# Task details:
Without any of the pictures, print every record below exactly.

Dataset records
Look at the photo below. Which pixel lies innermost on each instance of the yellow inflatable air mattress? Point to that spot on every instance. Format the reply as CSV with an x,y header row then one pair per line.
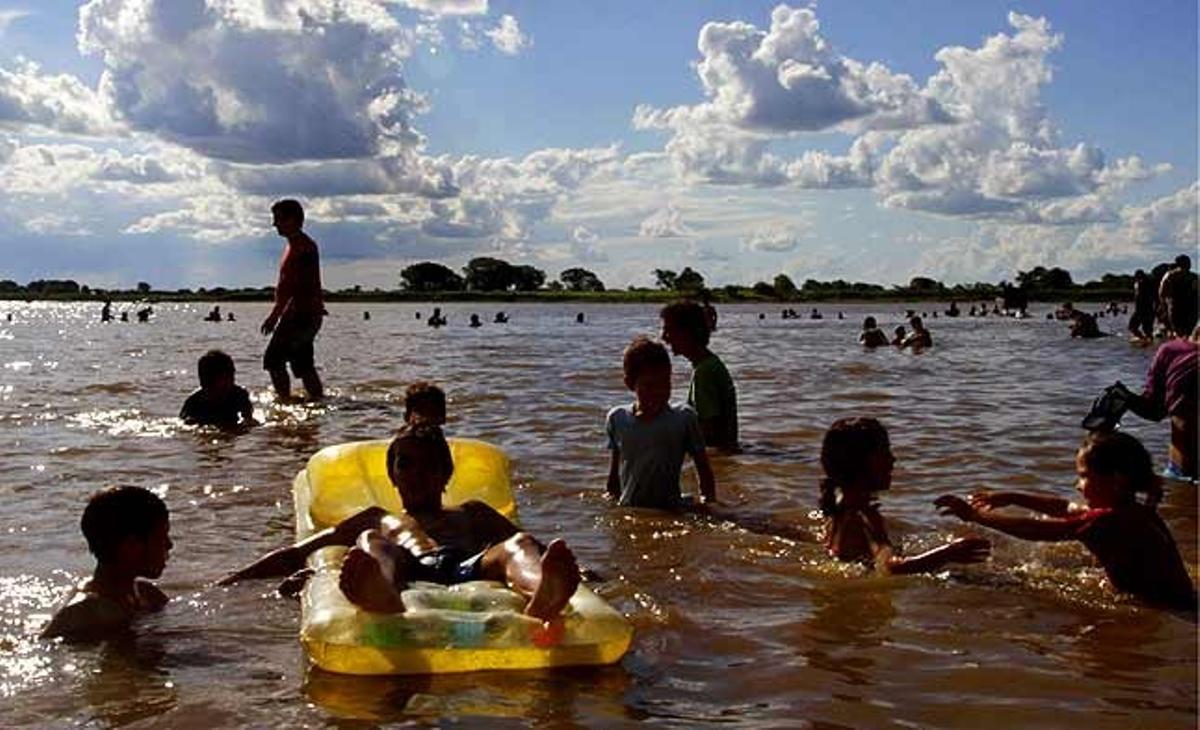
x,y
468,627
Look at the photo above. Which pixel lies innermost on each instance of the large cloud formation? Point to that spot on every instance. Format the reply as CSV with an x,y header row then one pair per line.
x,y
975,141
252,81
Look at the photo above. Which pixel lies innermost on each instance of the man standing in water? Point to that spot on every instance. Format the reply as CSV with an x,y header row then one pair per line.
x,y
295,318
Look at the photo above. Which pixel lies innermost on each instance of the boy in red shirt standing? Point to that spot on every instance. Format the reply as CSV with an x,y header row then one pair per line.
x,y
299,309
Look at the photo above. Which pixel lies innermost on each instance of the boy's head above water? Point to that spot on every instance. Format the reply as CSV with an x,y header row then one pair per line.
x,y
216,371
127,527
856,455
425,404
420,466
1113,468
287,216
647,368
685,328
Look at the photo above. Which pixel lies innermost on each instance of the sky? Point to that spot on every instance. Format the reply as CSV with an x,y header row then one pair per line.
x,y
869,141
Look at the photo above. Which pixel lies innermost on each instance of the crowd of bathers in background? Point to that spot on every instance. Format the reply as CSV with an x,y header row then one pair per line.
x,y
127,527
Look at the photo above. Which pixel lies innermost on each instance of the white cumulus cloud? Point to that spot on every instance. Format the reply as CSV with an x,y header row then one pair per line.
x,y
508,37
256,82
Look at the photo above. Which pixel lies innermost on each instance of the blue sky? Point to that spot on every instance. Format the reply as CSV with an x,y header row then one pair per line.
x,y
144,139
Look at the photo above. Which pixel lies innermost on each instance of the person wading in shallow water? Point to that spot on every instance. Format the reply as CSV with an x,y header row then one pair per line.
x,y
298,312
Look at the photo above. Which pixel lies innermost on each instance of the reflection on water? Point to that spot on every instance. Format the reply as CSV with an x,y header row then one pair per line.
x,y
738,620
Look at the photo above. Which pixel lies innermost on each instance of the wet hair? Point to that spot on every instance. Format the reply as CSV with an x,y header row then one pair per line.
x,y
844,455
213,365
118,513
642,354
432,443
1116,453
690,317
288,209
424,396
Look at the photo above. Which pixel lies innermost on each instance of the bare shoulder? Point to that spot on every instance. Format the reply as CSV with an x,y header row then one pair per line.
x,y
150,596
85,617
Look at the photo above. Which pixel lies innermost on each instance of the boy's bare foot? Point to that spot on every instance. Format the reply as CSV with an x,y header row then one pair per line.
x,y
369,575
292,585
559,579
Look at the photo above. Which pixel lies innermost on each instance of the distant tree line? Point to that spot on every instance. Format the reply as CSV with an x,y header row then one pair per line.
x,y
490,276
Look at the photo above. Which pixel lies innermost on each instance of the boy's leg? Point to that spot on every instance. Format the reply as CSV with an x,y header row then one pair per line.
x,y
547,578
287,561
373,574
282,383
312,384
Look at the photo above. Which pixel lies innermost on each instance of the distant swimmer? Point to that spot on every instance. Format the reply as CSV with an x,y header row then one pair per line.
x,y
1171,388
919,336
431,542
220,401
709,312
871,335
856,458
299,306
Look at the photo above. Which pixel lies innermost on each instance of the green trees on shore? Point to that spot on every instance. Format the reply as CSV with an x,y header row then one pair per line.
x,y
495,277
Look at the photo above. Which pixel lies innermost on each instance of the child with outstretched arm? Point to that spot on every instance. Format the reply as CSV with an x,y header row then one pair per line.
x,y
1127,537
649,437
857,460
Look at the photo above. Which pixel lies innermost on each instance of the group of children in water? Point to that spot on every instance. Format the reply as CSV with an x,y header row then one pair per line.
x,y
127,527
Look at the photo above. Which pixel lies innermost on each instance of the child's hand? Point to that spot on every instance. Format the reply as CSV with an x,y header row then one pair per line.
x,y
969,550
957,507
983,500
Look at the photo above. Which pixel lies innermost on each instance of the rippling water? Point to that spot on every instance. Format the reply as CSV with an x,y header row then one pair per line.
x,y
733,624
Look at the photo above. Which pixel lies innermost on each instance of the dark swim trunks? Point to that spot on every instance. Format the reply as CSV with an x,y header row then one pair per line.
x,y
292,345
447,566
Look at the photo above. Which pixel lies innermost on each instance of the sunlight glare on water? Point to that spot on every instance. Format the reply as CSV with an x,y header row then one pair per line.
x,y
744,623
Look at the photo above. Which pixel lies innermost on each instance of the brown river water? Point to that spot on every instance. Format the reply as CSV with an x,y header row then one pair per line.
x,y
736,624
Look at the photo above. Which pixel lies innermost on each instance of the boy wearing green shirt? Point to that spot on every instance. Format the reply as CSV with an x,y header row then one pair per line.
x,y
712,392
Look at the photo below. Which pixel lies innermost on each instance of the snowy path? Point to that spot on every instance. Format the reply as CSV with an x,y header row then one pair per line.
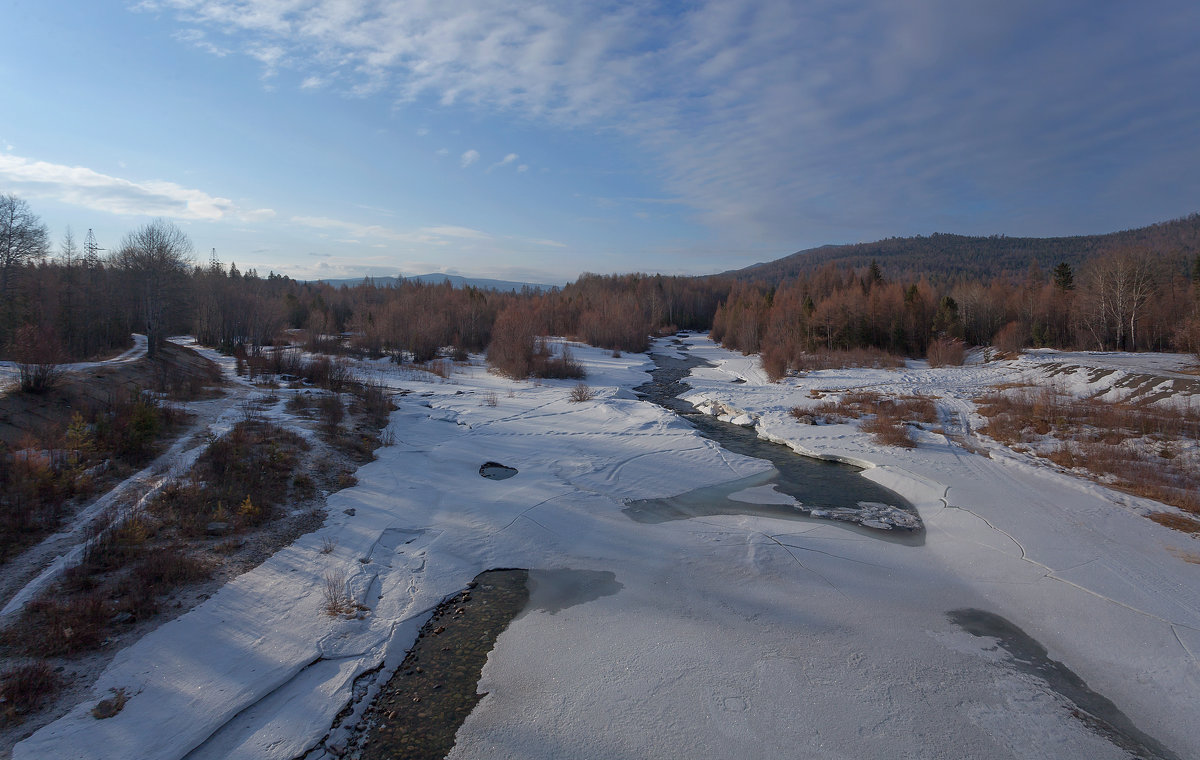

# Exercise solution:
Look at the photo below. Which pixel lies innermost on each instance of the yellow inflatable air mattress? Point to that spot on every instance. Format the reply as CSV with an x,y header row then one pair per line.
x,y
468,627
Look at the photo above. Which pixel lies innermost on each instance of the large cloud formation? Point to that spot on every instance. Format the reply as CSV with an x,y header row then one pair per line.
x,y
975,141
252,81
Look at the photo above. Which pixel lies innermost on each instance of the man standing in water? Point to that spot on every instance. Format the reply as CSV with an x,y header row then one pair per line.
x,y
295,318
Look at the photo above. Which pixel lies innermost on each instance of the boy in red shirt standing? Point to that spot on every instance. Format the reply as CSV with an x,y header row then one pair per line.
x,y
299,309
Look at the photo above. Which pixel lies innermost on each instance of the boy's head above water? Point to that spot on every instance. Format the reply as CSV with an x,y header row then one pair per line.
x,y
216,371
127,527
856,455
425,404
420,466
1113,468
287,216
647,368
685,328
Look at the photo above. Which pixel lies innermost on each instance of the sky? Point to that spot on every instance. Format the reply as CSV with an x,y header row then one pair per line.
x,y
869,141
Look at the photo above. Which pixel lies innermost on each instance of the crowd of bathers in background? Point to that spot on every instance. Format the reply as CSV with an x,y header row then one pair per line.
x,y
127,527
Look at the photo above. Which pixel lies innermost on each instance of the white cumulus cloud? Point to that spot on every instance. Format the reply as CSV with an x,y header row then one pair per line.
x,y
508,37
256,82
Look at the photo above. Which pixel lies innermost on each instance of the blue sky? Point to that spot on every instance. Format the reply as CSV with an x,y header row then one pair per line.
x,y
144,139
Look at the photo above. Which pixel lies innermost on each instance of the person wading in shallow water? Point to that spot on every instance. Format the reply as CSV with an x,y header row then one pair per line.
x,y
298,312
Look at the photo above. Which pixel lies innermost on each instance of the reflection on water? Point to that spot on every instance. Format the reply as CSV with an x,y header row then one pair per line.
x,y
738,620
Look at the photo above. Which pixel lies innermost on each instance of the wet hair? Point to that spot on every instance. Format the reply as CSV with an x,y header row then one pair per line.
x,y
844,455
213,365
118,513
642,354
432,443
1116,453
690,317
288,209
424,396
Look at the photo above. Which pixel lies innermost on each instance of the bare shoulder? Point to that spot on every instance. Format the reply as CSV with an x,y header row then one pair per line.
x,y
150,596
85,617
Look at the photo above. Which pixel lies innermost on each instance of the boy's bare foot? Point to that spot on every instance. Format the reply as CSV with an x,y header row then one pair per line.
x,y
369,575
292,585
559,579
Look at the photo above. Which pixel lies innermost on each instance of the distant tree line? Point to that spot on every instance. Format the reply as CSV with an x,y header row then one pair per line.
x,y
490,276
Look at the photo above. Which pixel lies innermost on each instance of the boy's leg? Point to that spot on every instance. Format the reply as CSV with an x,y header row then one pair per line.
x,y
547,578
287,561
373,574
282,383
312,384
Look at the photo above. Which pixel lies innermost on each instance of the distant swimmer? Point to that spot on every instance. Format the reply as CSV with an x,y header row then one pair per line.
x,y
1171,388
919,336
431,542
220,401
709,312
871,335
856,458
299,306
Look at the photo above. Which pixel lies innermost on each instance of the green trees on shore? Point to that spot on every instance. Format the reply as CSV with an x,y header row then one pair per line.
x,y
495,277
Look at the photo above. Which pixel lies innermost on each instance of the child with outstretched arm? Point to that spot on every instance. Format the reply as CSV with an x,y header row then one pair per line.
x,y
1127,537
649,437
857,460
Look at the photo above. Which pixel lies innermost on each instance of the group of children in water? Point to that spot on every instance. Format the reply as CSV with an x,y header row then one pair per line.
x,y
127,527
Look at the photo above. Which pixel lies innermost on each instance of the child's hand? Point to that spot on every instance. Format the reply as CSV with an x,y header row then one pair per line.
x,y
969,550
957,507
983,500
Look at the photo above. Which pixel lies innermost on each instance of the rippling water? Point to that spot on every instance. Format the reply as CSV with an x,y header row then one pair per line.
x,y
733,624
Look at the photo above. Which pixel lies innermost on each instance of the dark swim trunks? Point to that spot on every instance. Format the reply as CSV with an x,y header row then one pair per line.
x,y
292,345
447,566
Look at the photo above. Which pixel lies innermost on each instance of the sunlight glare on water? Point to that spot on every instance. Format the reply as CSV with an x,y header row then one pair per line.
x,y
744,623
Look at the photo above. Which pixel lies innermost on each instance of the brown river water? Point to that spot on every instance. Format the reply as CSV with an x,y header row then one pair per line.
x,y
736,624
Look at the photo above. Which pixel lies innermost on each instance of the boy wearing green shirt? Point to that spot on every instance. Format the reply as CSV with an x,y header row then one pair per line.
x,y
712,392
Look at the photo below. Which pixel lies innermost on each instance of the snowy path? Point to that spot on every instance. Format the reply as CSV with an x,y header row then one pair per line.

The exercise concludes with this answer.